Friends of Tibet , October 17, 1997; 01:13 A.M.

Traditional society and democratic framework for future Tibet

Introduction

China has always justified its policy in Tibet by painting the darkest picture of traditional Tibetan society. The military invasion and occupation has been termed a "liberation" by China of Tibetan society from "medieval feudal serfdom" and "slavery". Today, this myth is repeatedly rehashed to justify China's own violations of human and political rights in Tibet, and to counter all international pressure on Beijing to review its repressive policies in occupied Tibet.

Traditional Tibetan society was, by no means, perfect and was in need of changes. The Dalai Lama and other Tibetan leaders have admitted as much. That is the reason why the Dalai Lama initiated far-reaching reforms in Tibet as soon as he assumed temporal authority. The traditional Tibetan society, however, was not nearly as bad as China would have us believe.

Whatever the case may be, for several reasons the Chinese justifications make no sense. First of all, international law does not accept justifications of this type. No country is allowed to invade, occupy, annex and colonize another country just because its social structure does not please it. Secondly, the PRC is responsible for bringing more suffering in the name of liberation. Thirdly, necessary reforms were initiated and Tibetans are quite capable of doing so.

In its 1960 report on Tibet, the International Commission of Jurists stated that:

Chinese allegations that the Tibetans enjoyed no human rights before the entry of the Chinese were found to be based on distorted and exaggerated accounts of life in Tibet. Accusations against the Tibetan "rebels" of rape, plunder and torture were found to have been deliberately fabricated and in other cases unworthy of belief for this and other reasons.

Famine and starvation were unheard of in independent Tibet. There were, of course, years of poor harvest and crop failures. But people could easily borrow from the buffer stock held by the district administrations, monasteries, aristocrats and rich farmers. From 1950 onwards, the Chinese military and civilian personnel were fed on the state buffer stocks and forced the Tibetan populace to sell their personal holding of grains to them for nominal prices. "Liberation" was, in reality, the right to equal poverty for all. Palden Gyatso, a 61-year-old monk who escaped from Tibet in 1992 after serving 33 years in Chinese jails and labour camps, puts it succinctly: "The Chinese definitely succeeded in making the rich poor. But they did not help the poor. The poor became poorer and we were reduced to a nation of tsampa beggars."

[Dataset rows showing where objects appear]

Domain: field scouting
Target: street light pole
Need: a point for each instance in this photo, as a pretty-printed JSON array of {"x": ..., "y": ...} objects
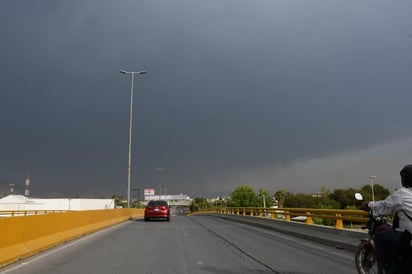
[
  {"x": 130, "y": 130},
  {"x": 372, "y": 178},
  {"x": 159, "y": 169}
]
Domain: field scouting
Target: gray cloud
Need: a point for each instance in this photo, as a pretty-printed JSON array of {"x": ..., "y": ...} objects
[{"x": 233, "y": 88}]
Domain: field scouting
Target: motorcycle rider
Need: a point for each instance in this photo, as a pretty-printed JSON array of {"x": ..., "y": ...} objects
[{"x": 400, "y": 203}]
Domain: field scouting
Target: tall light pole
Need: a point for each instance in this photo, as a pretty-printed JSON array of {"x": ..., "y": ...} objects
[
  {"x": 160, "y": 169},
  {"x": 130, "y": 130},
  {"x": 372, "y": 178}
]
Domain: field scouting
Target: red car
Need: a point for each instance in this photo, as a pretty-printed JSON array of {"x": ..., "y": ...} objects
[{"x": 157, "y": 209}]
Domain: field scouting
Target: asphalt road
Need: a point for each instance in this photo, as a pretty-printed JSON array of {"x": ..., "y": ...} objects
[{"x": 197, "y": 244}]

* **Short problem 1**
Using the text on traditional Tibetan society, decide whether each statement is true: (a) the International Commission of Jurists issued its report on Tibet in 1960; (b) famine was common in independent Tibet; (c) Palden Gyatso escaped from Tibet in 1992. For each, answer yes or no and quote the deciding words.
* **Short problem 2**
Answer these from the text on traditional Tibetan society:
(a) What has China called its military invasion and occupation?
(b) When did the Dalai Lama begin far-reaching reforms in Tibet?
(c) How many years did Palden Gyatso serve in Chinese jails and labour camps?
* **Short problem 3**
Carry the text on traditional Tibetan society forward from its last sentence.

* **Task output 1**
(a) Yes: "In its 1960 report on Tibet, the International Commission of Jurists stated that"
(b) No: "Famine and starvation were unheard of in independent Tibet."
(c) Yes: "escaped from Tibet in 1992"

* **Task output 2**
(a) A "liberation" of Tibetan society from "medieval feudal serfdom" and "slavery."
(b) As soon as he assumed temporal authority.
(c) 33 years.

* **Task output 3**
In his book, Tibet and its History, Hugh Richardson wrote: "Even communist writers have had to admit there was no great difference between rich and poor in (pre-1949) Tibet." In fact, when Hu Yaobang saw the extent of the poverty in Central Tibet in 1980, he stated that the living standard should be brought up at least to the pre-1959 level.

Democratic reforms

In 1959, the Dalai Lama re-established his Government in India, soon after his flight from Tibet, and a series of democratic changes were initiated. A popularly elected body of people's representatives, parliament-in-exile, was constituted. In 1961 the Dalai Lama prepared a draft constitution for future Tibet and sought the opinion of Tibetans on this matter.

In 1963, a detailed draft constitution for a future Tibet was promulgated. Despite strong opposition, the Dalai Lama insisted on the inclusion of a clause which stated that the executive powers of the Dalai Lama shall be exercised by the Council of Regents when the National Assembly, by majority of two-thirds of its total members in consultation with the Supreme Court, decides that this is in the highest interests of the State.

On 10 March 1969, the Dalai Lama announced that on the day Tibet regained its independence the Tibetan people must decide for themselves as to what kind of system of government they wanted.

In 1990, further changes were introduced by increasing the strength of the Assembly of Tibetan People's Deputies (ATPD) from 12 to 46. It was given more constitutional powers such as the election of the kalons (ministers), who were previously appointed directly by the Dalai Lama. The Supreme Justice Commission was set up to look into people's grievances against the Administration.

In January 1992, the Dalai Lama announced the Guidelines for future Tibet's Polity and the Basic Features of its Constitution, wherein he stated that he would not "play any role in the future government of Tibet, let alone seek the Dalai Lama's traditional political position." The future government of Tibet, the Dalai Lama said, would be elected by the people on the basis of adult franchise. The Dalai Lama also announced that during the transition period, between withdrawal of the repressive Chinese troops from Tibet and the final promulgation of the Constitution, the administrative responsibilities of the state will be entrusted to the Tibetan functionaries presently working in Tibet. During this transitional period, an interim president will be appointed to whom the Dalai Lama will delegate all his political powers and responsibilities. The Tibetan Government-in- Exile will ipso facto cease to exist.

The guidelines for Tibet's future polity also stated:

Future Tibet shall be a peace-loving nation, adhering to the principle of ahimsa (non-violence). It shall have a democratic system of government committed to preserving a clean, healthy and beautiful environment. Tibet shall be a completely demilitarised nation.

The Tibetan struggle is, thus, not for the resurrection of the traditional system as the Chinese claim. The continuous Chinese attempts at personalising the Tibetan issue to hinge upon the Dalai Lama's own status is a subterfuge to mask the main issue of the Tibetan national struggle.

Project: Shinano , October 17, 1997; 12:28 P.M.

I think several points should be kept in mind to maintain our objectivity here.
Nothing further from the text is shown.